* _What you are asked to do_: Each line of the listing needs to be given again exactly.

* _Records for the exercise_:
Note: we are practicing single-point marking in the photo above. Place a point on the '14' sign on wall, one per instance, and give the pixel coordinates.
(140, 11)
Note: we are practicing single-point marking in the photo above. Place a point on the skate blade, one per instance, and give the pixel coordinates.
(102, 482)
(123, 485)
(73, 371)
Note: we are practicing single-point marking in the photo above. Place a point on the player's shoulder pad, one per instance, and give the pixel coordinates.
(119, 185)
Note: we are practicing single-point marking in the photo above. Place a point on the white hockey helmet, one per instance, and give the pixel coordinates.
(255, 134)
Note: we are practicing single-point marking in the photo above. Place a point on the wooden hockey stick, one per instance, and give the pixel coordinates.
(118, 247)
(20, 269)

* _Problem solution_:
Note: we are practicing single-point marking in the photo above. Place a point on the '14' sign on wall, one per instance, and give the pixel coordinates.
(140, 11)
Note: we are practicing single-point marking in the photo above. Place a point on the skate blade, one per instance, and give the pixel coordinates.
(102, 482)
(123, 485)
(73, 371)
Note: we are practicing single-point marking in the photo above. Place a point on the player's shoulder pad, one per instance, and give the pixel coordinates.
(119, 185)
Note: we are practicing single-point marking in the photo above. Place a point on the white hockey helmet, one per instance, and give the pixel coordinates.
(255, 134)
Note: we are practicing single-point marking in the photo above. Place a point on the wooden hockey stick, one per instance, and give the pixel coordinates.
(118, 247)
(20, 269)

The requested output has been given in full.